The title would imply I have many. I will not correct that assumption. Let’s dive in. I spend an inordinate amount of time playing games on my electronics. I’m sure everyone has, though. Or not? After previously declaring my thoughts about everyone eventually landing on the shrink’s couch, a friend corrected me and said that was just not true. Whatever, Dale. Don’t come to me to unpack your problems. So now that you’ve made me qualify my sweeping statement I’ll move on.
Toy Blast. Toon Blast. Anyone else have a problem with these games? I was thrilled the other day when I got on a plane and I stole a glance at my seatmate’s phone. She was playing Toy Blast.
“Oh My God, I play that game too!”
She looked over, bleary-eyed and distracted. “I just got a crown and a prize for four free hours. I can play all the way to Dallas.”

- [EXERCISE REQUIREMENTS]:
Rewrite the stretch of the essay on phone games from "The title would" through "I’ll move on.", changing "electronics" to "devices".

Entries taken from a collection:
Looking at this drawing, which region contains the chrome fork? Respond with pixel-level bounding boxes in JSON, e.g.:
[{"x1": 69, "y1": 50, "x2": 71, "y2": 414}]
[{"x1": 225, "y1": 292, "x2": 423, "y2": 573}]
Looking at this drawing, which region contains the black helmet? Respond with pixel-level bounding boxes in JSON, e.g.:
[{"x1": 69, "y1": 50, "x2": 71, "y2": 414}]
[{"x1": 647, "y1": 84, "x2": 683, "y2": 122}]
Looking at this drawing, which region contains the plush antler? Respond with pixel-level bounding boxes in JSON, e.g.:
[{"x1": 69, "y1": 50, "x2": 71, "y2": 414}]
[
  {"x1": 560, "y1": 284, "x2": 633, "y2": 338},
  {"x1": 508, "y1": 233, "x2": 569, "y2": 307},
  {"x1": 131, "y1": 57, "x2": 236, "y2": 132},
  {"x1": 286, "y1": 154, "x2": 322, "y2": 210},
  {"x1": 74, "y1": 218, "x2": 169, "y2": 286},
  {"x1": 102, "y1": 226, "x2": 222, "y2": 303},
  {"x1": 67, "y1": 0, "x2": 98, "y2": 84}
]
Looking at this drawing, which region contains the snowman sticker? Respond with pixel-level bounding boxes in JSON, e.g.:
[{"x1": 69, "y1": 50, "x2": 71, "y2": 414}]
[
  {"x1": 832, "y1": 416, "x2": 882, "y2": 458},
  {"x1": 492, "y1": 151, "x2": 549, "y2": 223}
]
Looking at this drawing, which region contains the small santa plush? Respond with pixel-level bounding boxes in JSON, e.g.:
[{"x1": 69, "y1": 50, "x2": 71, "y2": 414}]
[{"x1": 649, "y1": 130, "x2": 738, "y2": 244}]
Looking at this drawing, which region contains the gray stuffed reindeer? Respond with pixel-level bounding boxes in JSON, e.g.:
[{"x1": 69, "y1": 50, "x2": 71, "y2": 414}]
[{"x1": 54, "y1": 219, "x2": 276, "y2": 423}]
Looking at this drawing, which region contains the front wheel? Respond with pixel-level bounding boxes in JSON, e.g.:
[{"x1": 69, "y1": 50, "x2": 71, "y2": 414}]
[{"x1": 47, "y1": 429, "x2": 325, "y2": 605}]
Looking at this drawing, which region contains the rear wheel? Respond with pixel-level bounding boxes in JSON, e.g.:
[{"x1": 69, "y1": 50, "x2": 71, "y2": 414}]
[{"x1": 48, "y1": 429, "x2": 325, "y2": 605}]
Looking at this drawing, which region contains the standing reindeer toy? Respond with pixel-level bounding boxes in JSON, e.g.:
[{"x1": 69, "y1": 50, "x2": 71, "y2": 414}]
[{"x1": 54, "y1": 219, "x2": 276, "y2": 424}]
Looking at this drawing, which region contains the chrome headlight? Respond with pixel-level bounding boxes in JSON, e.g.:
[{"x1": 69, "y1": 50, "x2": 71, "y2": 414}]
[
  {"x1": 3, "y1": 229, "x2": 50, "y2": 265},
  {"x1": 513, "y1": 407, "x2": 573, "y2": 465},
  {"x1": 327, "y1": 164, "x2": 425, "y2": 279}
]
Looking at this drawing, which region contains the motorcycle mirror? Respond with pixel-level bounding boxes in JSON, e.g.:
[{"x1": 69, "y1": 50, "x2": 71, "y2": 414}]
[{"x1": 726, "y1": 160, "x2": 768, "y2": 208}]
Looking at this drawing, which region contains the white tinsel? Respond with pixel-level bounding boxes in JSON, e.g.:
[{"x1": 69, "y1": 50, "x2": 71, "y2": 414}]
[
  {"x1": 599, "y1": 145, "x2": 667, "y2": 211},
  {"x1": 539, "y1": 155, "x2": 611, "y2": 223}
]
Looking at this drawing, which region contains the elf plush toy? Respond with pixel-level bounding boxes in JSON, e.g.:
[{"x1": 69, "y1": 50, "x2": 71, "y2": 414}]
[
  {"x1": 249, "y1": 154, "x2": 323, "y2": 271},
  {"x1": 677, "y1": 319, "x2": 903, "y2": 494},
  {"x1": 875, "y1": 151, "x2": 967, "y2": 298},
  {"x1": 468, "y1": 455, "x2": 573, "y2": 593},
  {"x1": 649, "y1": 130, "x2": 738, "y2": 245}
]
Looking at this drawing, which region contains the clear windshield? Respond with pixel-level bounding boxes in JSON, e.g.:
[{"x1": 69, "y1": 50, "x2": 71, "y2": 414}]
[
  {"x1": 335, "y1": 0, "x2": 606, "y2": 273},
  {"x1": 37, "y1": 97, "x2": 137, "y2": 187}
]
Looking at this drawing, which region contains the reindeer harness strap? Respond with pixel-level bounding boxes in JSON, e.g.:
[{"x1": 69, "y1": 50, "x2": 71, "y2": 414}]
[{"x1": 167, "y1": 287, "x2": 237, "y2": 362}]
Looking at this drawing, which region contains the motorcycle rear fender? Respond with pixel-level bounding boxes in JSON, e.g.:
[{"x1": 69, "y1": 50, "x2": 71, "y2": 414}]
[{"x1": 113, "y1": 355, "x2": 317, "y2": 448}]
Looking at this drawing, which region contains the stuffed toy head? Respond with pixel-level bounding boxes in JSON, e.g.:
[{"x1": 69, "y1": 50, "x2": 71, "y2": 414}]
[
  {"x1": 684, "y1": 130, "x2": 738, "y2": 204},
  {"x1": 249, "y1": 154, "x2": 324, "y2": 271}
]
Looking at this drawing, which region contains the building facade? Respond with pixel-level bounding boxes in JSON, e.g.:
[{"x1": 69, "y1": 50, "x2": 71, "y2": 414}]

- [TASK OUTPUT]:
The title would imply I have many. I will not correct that assumption. Let’s dive in. I spend an inordinate amount of time playing games on my devices. I’m sure everyone has, though. Or not? After previously declaring my thoughts about everyone eventually landing on the shrink’s couch, a friend corrected me and said that was just not true. Whatever, Dale. Don’t come to me to unpack your problems. So now that you’ve made me qualify my sweeping statement I’ll move on.